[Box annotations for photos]
· · · ·
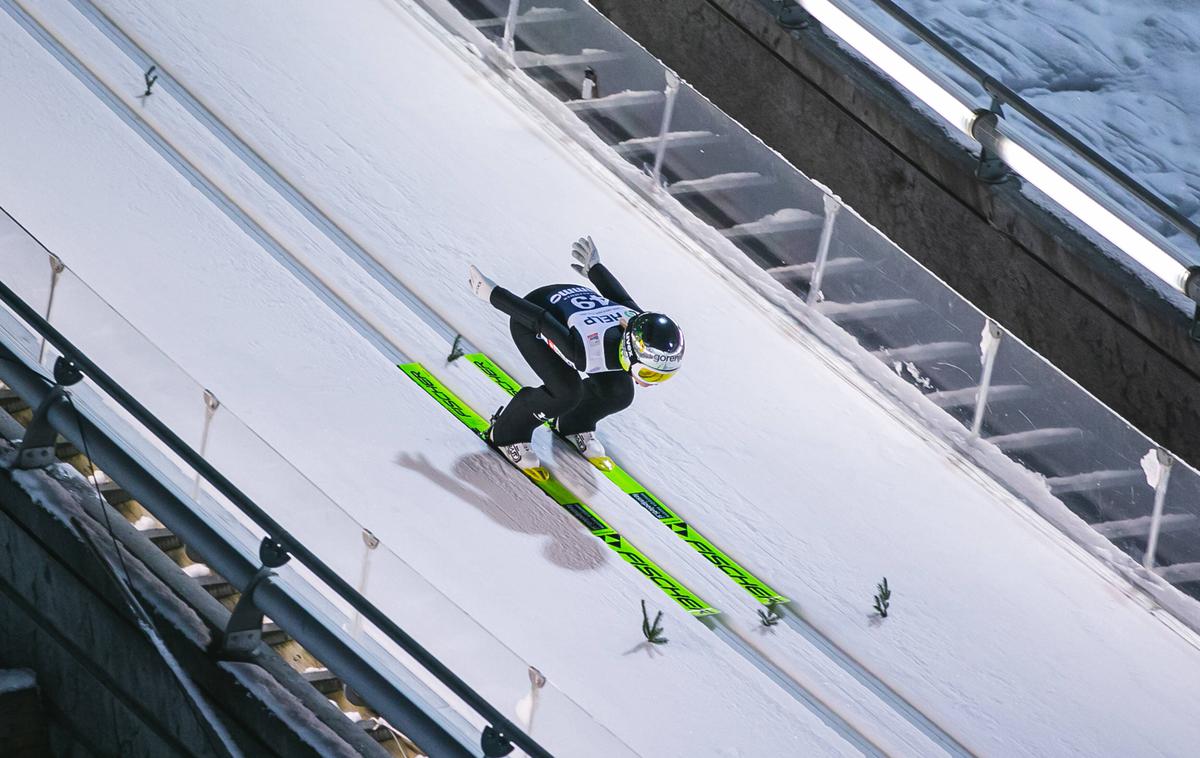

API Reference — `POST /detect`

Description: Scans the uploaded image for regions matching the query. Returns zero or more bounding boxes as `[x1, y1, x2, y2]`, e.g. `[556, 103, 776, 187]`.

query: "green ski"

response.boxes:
[464, 353, 787, 606]
[397, 363, 720, 616]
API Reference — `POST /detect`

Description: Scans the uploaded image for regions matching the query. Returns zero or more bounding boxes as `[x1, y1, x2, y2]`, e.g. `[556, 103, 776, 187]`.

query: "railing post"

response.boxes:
[971, 319, 1002, 437]
[805, 194, 841, 306]
[1141, 447, 1175, 569]
[971, 97, 1009, 185]
[349, 529, 379, 639]
[526, 666, 546, 734]
[192, 390, 221, 500]
[650, 71, 679, 191]
[500, 0, 521, 58]
[37, 253, 66, 366]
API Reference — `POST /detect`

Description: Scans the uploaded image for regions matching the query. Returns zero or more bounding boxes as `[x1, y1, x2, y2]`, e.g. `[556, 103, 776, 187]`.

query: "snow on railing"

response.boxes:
[758, 0, 1200, 331]
[0, 209, 631, 756]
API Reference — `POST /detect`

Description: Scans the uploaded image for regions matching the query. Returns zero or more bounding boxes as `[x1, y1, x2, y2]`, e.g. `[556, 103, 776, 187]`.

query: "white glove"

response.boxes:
[469, 264, 496, 302]
[571, 236, 600, 277]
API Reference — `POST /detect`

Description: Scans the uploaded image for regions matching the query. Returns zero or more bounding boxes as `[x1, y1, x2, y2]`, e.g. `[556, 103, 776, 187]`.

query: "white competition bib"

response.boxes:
[547, 287, 636, 374]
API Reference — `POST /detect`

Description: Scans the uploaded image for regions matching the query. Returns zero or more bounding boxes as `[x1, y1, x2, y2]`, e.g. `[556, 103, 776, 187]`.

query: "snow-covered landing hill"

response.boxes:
[0, 0, 1200, 756]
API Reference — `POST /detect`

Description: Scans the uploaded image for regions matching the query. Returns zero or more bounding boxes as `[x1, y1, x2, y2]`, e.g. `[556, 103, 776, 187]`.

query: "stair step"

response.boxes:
[767, 255, 866, 283]
[925, 384, 1033, 408]
[1092, 513, 1200, 540]
[988, 427, 1084, 452]
[1046, 469, 1146, 495]
[817, 297, 925, 324]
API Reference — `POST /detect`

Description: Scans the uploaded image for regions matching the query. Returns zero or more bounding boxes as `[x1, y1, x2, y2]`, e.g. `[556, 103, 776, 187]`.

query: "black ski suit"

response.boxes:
[488, 264, 641, 445]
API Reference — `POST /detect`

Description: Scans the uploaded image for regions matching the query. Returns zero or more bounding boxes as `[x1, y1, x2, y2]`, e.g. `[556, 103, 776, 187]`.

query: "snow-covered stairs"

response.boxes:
[0, 384, 421, 758]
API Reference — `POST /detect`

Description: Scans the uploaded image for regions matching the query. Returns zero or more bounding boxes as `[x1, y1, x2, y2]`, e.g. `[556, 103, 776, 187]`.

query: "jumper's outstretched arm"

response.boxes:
[571, 236, 641, 311]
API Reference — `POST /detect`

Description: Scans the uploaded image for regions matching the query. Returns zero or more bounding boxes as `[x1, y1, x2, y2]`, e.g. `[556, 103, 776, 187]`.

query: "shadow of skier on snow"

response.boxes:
[396, 452, 606, 571]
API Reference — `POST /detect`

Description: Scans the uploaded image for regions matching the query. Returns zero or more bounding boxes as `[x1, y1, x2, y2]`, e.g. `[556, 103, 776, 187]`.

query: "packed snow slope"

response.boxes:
[851, 0, 1200, 263]
[0, 0, 1200, 756]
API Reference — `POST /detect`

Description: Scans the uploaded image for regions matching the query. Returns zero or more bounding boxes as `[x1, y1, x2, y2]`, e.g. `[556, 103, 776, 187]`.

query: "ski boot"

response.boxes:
[487, 405, 550, 482]
[554, 423, 614, 471]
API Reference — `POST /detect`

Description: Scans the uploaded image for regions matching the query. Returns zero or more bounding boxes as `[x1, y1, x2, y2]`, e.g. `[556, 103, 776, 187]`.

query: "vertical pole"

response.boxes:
[350, 529, 379, 639]
[805, 194, 841, 306]
[526, 666, 546, 734]
[37, 253, 66, 366]
[192, 390, 221, 500]
[650, 71, 679, 191]
[500, 0, 521, 58]
[971, 319, 1001, 437]
[1141, 447, 1175, 569]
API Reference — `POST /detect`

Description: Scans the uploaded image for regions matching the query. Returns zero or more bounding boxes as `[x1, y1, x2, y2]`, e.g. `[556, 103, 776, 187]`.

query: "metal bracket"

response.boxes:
[210, 537, 292, 657]
[12, 355, 83, 469]
[775, 4, 816, 31]
[1183, 266, 1200, 342]
[479, 726, 512, 758]
[971, 97, 1012, 185]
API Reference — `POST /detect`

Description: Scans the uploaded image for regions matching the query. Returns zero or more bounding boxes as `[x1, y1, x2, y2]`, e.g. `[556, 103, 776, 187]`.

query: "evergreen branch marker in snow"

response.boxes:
[142, 66, 158, 97]
[642, 600, 671, 645]
[758, 603, 784, 626]
[875, 577, 892, 619]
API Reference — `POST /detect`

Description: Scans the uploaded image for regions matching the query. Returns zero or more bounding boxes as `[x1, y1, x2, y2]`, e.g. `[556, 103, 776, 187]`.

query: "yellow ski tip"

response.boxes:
[521, 465, 550, 482]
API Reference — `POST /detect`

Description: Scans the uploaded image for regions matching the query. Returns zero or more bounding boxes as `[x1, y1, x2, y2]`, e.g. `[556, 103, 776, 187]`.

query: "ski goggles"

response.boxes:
[630, 363, 674, 384]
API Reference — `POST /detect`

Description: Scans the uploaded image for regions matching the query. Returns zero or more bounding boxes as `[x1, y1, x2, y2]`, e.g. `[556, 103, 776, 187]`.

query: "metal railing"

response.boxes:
[830, 0, 1200, 242]
[425, 0, 1200, 628]
[0, 231, 551, 757]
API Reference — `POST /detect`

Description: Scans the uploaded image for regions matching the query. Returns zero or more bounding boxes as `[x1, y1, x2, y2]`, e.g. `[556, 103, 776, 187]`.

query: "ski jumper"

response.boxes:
[488, 264, 641, 445]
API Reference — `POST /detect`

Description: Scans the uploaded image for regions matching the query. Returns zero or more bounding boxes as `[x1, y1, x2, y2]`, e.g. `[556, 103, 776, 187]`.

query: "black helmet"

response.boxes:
[620, 313, 684, 385]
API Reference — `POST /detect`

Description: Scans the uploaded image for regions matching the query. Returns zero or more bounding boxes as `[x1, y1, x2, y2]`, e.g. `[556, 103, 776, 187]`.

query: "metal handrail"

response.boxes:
[839, 0, 1200, 242]
[0, 272, 551, 758]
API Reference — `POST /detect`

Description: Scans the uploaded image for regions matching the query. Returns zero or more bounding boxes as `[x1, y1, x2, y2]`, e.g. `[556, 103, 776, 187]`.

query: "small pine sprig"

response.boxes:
[875, 577, 892, 619]
[642, 600, 671, 645]
[758, 603, 784, 626]
[142, 66, 158, 97]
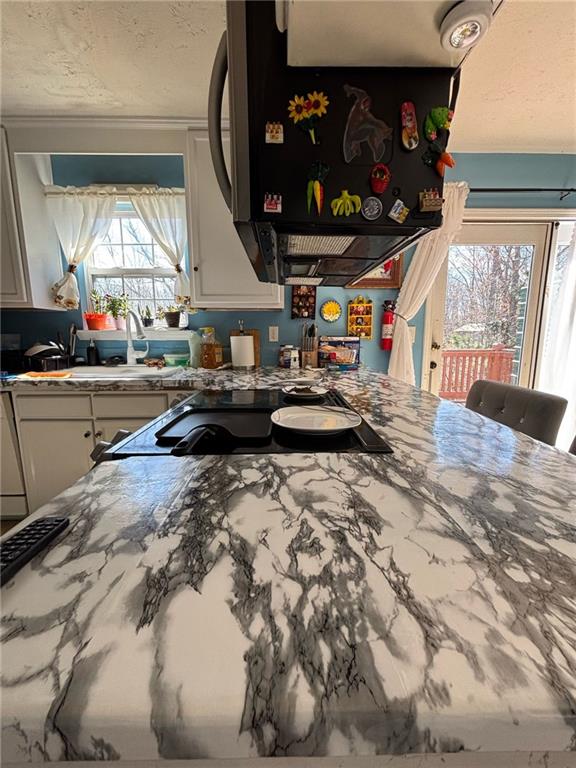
· · · ·
▶ _TO BE DONE_
Which lines of the data contain the string "covered"? Collect and copy each of them in full.

▶ _EXPECTED OUTPUT_
query: "snow-covered landing hill"
query: "snow-covered stairs"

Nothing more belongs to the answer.